> INPUT MATERIAL:
────────────────────────────────────────

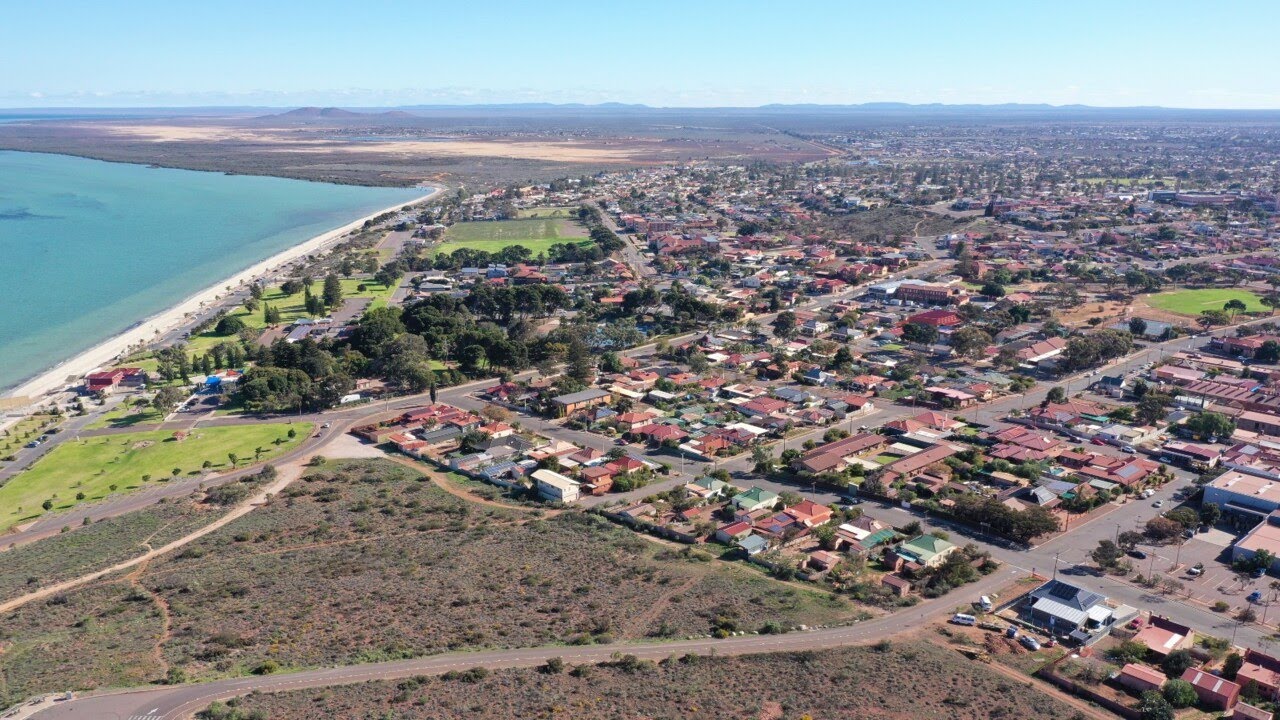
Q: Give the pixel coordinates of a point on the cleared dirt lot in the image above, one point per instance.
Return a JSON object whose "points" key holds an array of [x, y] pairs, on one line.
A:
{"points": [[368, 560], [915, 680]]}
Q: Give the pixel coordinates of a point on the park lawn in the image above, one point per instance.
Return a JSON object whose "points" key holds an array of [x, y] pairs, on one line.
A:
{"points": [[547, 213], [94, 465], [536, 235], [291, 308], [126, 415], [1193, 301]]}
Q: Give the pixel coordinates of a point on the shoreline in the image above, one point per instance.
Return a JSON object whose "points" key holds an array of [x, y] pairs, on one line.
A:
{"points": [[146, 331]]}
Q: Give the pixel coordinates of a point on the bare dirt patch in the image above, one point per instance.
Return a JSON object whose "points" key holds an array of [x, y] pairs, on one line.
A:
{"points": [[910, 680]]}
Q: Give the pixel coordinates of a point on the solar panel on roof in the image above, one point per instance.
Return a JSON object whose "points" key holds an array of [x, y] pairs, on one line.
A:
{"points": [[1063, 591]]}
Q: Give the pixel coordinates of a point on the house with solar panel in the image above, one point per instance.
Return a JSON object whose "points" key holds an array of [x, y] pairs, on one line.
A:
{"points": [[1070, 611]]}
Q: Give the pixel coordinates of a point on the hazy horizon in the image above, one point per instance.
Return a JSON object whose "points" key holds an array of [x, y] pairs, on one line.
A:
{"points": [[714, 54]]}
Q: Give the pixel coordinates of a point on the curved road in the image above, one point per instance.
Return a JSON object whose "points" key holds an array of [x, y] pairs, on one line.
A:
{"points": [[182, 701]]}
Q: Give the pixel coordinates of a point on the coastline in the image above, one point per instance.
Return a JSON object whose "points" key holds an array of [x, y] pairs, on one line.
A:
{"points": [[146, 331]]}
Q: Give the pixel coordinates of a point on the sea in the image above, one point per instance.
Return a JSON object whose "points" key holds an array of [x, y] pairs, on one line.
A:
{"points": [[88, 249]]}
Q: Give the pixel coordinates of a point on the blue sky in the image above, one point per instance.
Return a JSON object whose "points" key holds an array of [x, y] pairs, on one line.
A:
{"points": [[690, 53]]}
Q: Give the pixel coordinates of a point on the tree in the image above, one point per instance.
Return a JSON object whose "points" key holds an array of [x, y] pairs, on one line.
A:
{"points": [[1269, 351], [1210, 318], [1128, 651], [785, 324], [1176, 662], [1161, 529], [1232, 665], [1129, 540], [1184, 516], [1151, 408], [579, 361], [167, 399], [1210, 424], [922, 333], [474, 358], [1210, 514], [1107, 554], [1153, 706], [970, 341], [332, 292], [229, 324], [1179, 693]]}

────────────────────────────────────────

Retype every one of the records above verbatim, including each labeling instruction, format line and answer, but leave the picture markers out of your copy.

Q: Give the pixel coordinates of a point on the cleared dirt lot in the image above, one point per instance.
Return a JSON object whose "points" key holds an array of [x, y] pairs, on one line.
A:
{"points": [[368, 560], [915, 680]]}
Q: Give the pixel coordinates of a point on the park lawn in the image above, one point per instance.
Return a JSON object whose "points" key holds an array of [x, y] pairs, on one line.
A:
{"points": [[547, 213], [94, 465], [536, 235], [291, 308], [126, 415], [1193, 301]]}
Q: Give the pixel coordinates of a point on the shoreline in the image above, one point per instance.
Return a JSON object whose "points" key holds an array of [x, y] pairs, on one line.
A:
{"points": [[146, 331]]}
Q: Give the pixel coordinates of a point on the bare dirt patch in the image above, one point per instance.
Return a JSON object whose "points" key holds an array of [x, y] pairs, on one line.
A:
{"points": [[910, 680]]}
Q: Give the pixel coordinates of a point on the solar panel on roof in the image above, one point per instance.
Return a JSON object whose "points" key holds an array of [x, y] pairs, on one line.
A:
{"points": [[1063, 591]]}
Q: Give the pixel coordinates of a point on the house with solar panel in the image above, one point per instance.
Return a JSON object whose "points" key holds an array of [x, y] pairs, on one line.
A:
{"points": [[1070, 611]]}
Q: Give the pixel coordinates of a point on the hazy horizon in the image above, one point per instance.
Return a JSON object whose "points" key holds an array of [x, y] pairs, on one line.
A:
{"points": [[714, 54]]}
Q: Give the pixel coordinates of a point on the curved road in the image above, one point per instance.
Return a JSON object whose "points" key holds an array of [x, y] pairs, on one line.
A:
{"points": [[182, 701]]}
Q: Give the pixel coordinates of a point on the coastline in the image above, one point per instance.
Return a JSON object whose "points" key holds an array of [x, y] pairs, on one line.
A:
{"points": [[146, 331]]}
Q: Give the pixel coordinates of a point on the sea in the image above, one point per instance.
Return a JSON object whose "points" key holds an array of [x, y] pairs, on one line.
A:
{"points": [[88, 249]]}
Q: Give the pixel coordinates of a point on the blue sky in the image above, one point per instance.
Return a JSON object whose "points" key holds an array of [x, y] pairs, on one line.
A:
{"points": [[690, 53]]}
Q: Give the pixel coordinates of a point on the tree in the image above, one point per instance.
Return a JSON object whose "points" key holds an array of [x, y] pairs, on one line.
A:
{"points": [[1269, 351], [1210, 318], [1128, 651], [785, 324], [1176, 662], [1161, 529], [1232, 665], [1129, 540], [1184, 516], [1151, 408], [579, 361], [167, 399], [1210, 424], [922, 333], [474, 358], [1210, 514], [1107, 554], [1153, 706], [970, 341], [332, 292], [229, 324], [1179, 693]]}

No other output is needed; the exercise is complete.